**Source extract**

---*---

2. Be generous with your attention.

This may seem similar in form with number one, but there truly is a difference between giving someone your time and giving someone your attention. This is something we need to take to heart in this day and age. When I was growing up there just wasn't that much to distract us from our conversations with other people. Today, virtually everyone could be seen checking their phone at some point in the conversation with another. In many ways we have grown used to it.

I find myself doing it without even realizing it. Do I have important things that need to be checked on my phone? Sometimes, but not very often. In today's time, it would be seen as a great act of generosity to devote your attention completely to one person at a time. Of course, this applies in the home as well. Our kids need our attention. We teach them this skill by how we pay attention to what they say.

I noticed something as time progressed when I was teaching school. Kids have a harder time communicating face to face than they once did. They are great at communicating online, but in-person communication is always more meaningful and impactful.

3. Be generous with your home.

This could mean different things for different people. However, the concept is still there for all of us - take a look around at your house. What do you have that is available to others that could be a blessing to them? In order for us to have the right frame of mind in this we need to be reminded that everything we have is ultimately the Lord's. We have to relinquish ownership and look at our home as a resource in which to bless others.

What do you have that is available to others that could be a blessing to them?

John Chrysostom preached about this quite a bit. He said, "Do I possess the house in which I live? No, it is only on loan to me from God while I remain in that place. Do I possess the clothes that I wear? No, they are on loan to me until they wear out, or until I give them away to someone in greater need. Do I possess this body that you see before you? No, it was lent to me by God, and he will take it back when I die. Do I possess the mind that is composing the words that I speak? No, that too was lent by God at my birth and will go when I die. So do I possess anything? Yes, I possess the virtues which during my life have grown and flourished within my soul."

---*---

**Recorded information**
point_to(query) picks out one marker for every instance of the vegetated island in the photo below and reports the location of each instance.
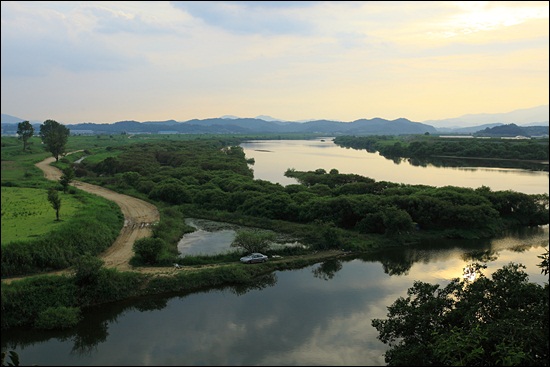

---*---

**Apply what you read**
[1] Translate this sentence from the generosity passage into Spanish: "Kids have a harder time communicating face to face than they once did."
[2] Pick up the piece on generosity after its final sentence and keep it going.

**Responses by task**
[1] A los niños les cuesta más comunicarse cara a cara que antes.

[2]
Do you have an extra room to offer someone in need? Do you have a place where someone can take a shower if need be? What about simply having someone over for coffee every once in a while? Maybe someone outside your normal circle of friends? Just ask how things are going for them. You don't need an agenda or purpose for gathering. Just ask about them. That's a pretty generous thing to do in a world filled with self-adulation.

4. Be generous with your table.

This is an area I feel that my wife excels in. It has been hard with COVID, but I have been so blessed to see her generosity in hosting others for meals.

To be clear, this is not what I am saying - make sure that everything is perfect and pull out your best recipe for dinner guests. There is a time and a place for that, but we all know that usually can't happen too often if we're busy.

Here's what I am saying - do you always eat everything you cook for supper? According to one study 40% of our food supply is wasted each year in the United States. That's 80 billion pounds of food, the equivalent of 1,000 Empire State Buildings. That's 219lbs of food per person in the U.S. every year. $1,600 worth of produce is wasted every year per family. Yeah. Pretty crazy.

40% of our food supply is wasted each year in the United States.

If you're like us, even with a family of four, we still cook more than we actually eat almost every night. Why not invite someone over and help you eat all that food?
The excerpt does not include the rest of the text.